Os preços do lítio registam um ganho acumulado de 108% desde o início de 2022. E a subida poderá não ficar por aqui, pelo menos até ao final do ano, já que a procura por este metal para o fabrico de baterias dos veículos elétricos costuma aumentar em novembro e dezembro.
Apesar de a cotação deste metal ter mais do que duplicado no ano, se olharmos para os últimos 12 meses, a subida é ainda mais expressiva – 182% –, muito à conta da trajetória ascendente do final de 2021. Atualmente, o preço do carbonato de lítio de grau elevado – usado na indústria de baterias – negoceia em torno dos 85.000 dólares por tonelada (577.500 yuans, no mercado de referência chinês). Em março, logo a seguir à invasão da Ucrânia pela Rússia (a 24 de fevereiro) os preços estabilizaram e depois sofreram uma queda até maio, mas depois retomaram a sua escalada até meio de novembro, altura em que desceram novamente para então estabilizarem nos atuais níveis.

# Itens fornecidos

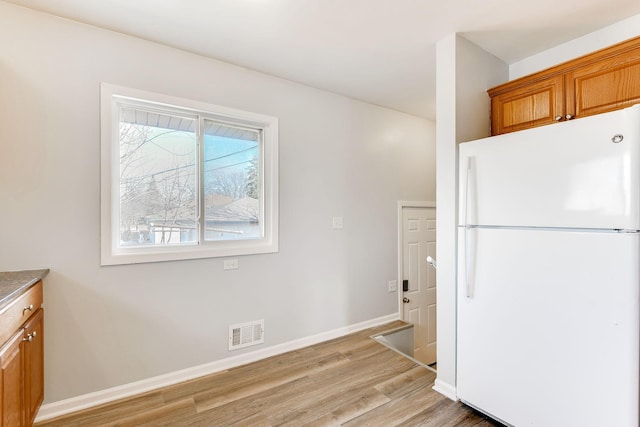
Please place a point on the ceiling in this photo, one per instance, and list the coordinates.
(378, 51)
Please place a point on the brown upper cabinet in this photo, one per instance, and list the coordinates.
(605, 80)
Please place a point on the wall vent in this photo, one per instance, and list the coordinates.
(245, 334)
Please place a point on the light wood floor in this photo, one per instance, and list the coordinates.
(349, 381)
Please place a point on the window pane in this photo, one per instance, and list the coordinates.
(157, 178)
(232, 187)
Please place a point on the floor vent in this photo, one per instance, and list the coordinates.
(246, 334)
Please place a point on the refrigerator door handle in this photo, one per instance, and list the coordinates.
(469, 232)
(470, 259)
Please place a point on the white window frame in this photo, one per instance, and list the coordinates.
(111, 252)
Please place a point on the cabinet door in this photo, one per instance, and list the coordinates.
(11, 376)
(528, 106)
(603, 86)
(34, 365)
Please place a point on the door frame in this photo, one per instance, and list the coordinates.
(401, 205)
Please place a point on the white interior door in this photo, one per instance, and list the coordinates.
(419, 300)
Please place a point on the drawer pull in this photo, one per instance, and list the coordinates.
(30, 337)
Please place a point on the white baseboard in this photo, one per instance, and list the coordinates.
(73, 404)
(445, 389)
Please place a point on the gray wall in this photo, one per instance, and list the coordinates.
(107, 326)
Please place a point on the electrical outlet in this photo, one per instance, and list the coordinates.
(230, 264)
(338, 223)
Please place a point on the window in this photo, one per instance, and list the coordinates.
(183, 179)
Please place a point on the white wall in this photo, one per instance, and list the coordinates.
(584, 45)
(463, 73)
(107, 326)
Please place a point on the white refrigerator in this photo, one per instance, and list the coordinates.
(549, 274)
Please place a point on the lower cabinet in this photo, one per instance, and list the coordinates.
(11, 391)
(33, 365)
(22, 360)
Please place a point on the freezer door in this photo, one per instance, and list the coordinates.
(582, 173)
(549, 334)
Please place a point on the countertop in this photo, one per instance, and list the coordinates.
(15, 283)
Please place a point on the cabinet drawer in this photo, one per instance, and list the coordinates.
(14, 315)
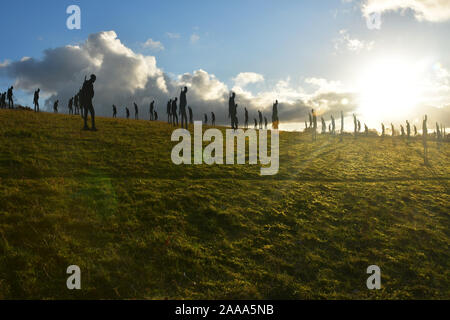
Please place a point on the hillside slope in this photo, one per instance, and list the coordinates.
(139, 226)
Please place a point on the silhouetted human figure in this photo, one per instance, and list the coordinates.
(70, 106)
(174, 111)
(232, 110)
(136, 111)
(114, 111)
(10, 98)
(438, 132)
(333, 126)
(86, 96)
(76, 105)
(3, 100)
(245, 118)
(231, 106)
(169, 111)
(424, 140)
(408, 129)
(314, 131)
(36, 100)
(191, 116)
(183, 104)
(152, 107)
(275, 119)
(324, 125)
(234, 118)
(81, 104)
(260, 119)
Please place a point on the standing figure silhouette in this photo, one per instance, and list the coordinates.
(424, 139)
(10, 98)
(183, 104)
(114, 111)
(245, 118)
(191, 116)
(36, 100)
(275, 119)
(174, 111)
(86, 96)
(152, 108)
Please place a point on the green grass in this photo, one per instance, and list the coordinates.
(141, 227)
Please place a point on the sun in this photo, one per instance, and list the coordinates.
(388, 90)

# Exercício proposto 1
Segundo o texto sobre o lítio, quanto subiram os preços deste metal nos últimos 12 meses?
# Exercício proposto 2
Transcreva, por favor, o trecho do texto sobre o lítio que vai de "Apesar de a" a "nos atuais níveis.".
Os itens são material independente do texto.

# Resultado da tarefa 1
Subiram 182%.

# Resultado da tarefa 2
Apesar de a cotação deste metal ter mais do que duplicado no ano, se olharmos para os últimos 12 meses, a subida é ainda mais expressiva – 182% –, muito à conta da trajetória ascendente do final de 2021. Atualmente, o preço do carbonato de lítio de grau elevado – usado na indústria de baterias – negoceia em torno dos 85.000 dólares por tonelada (577.500 yuans, no mercado de referência chinês). Em março, logo a seguir à invasão da Ucrânia pela Rússia (a 24 de fevereiro) os preços estabilizaram e depois sofreram uma queda até maio, mas depois retomaram a sua escalada até meio de novembro, altura em que desceram novamente para então estabilizarem nos atuais níveis.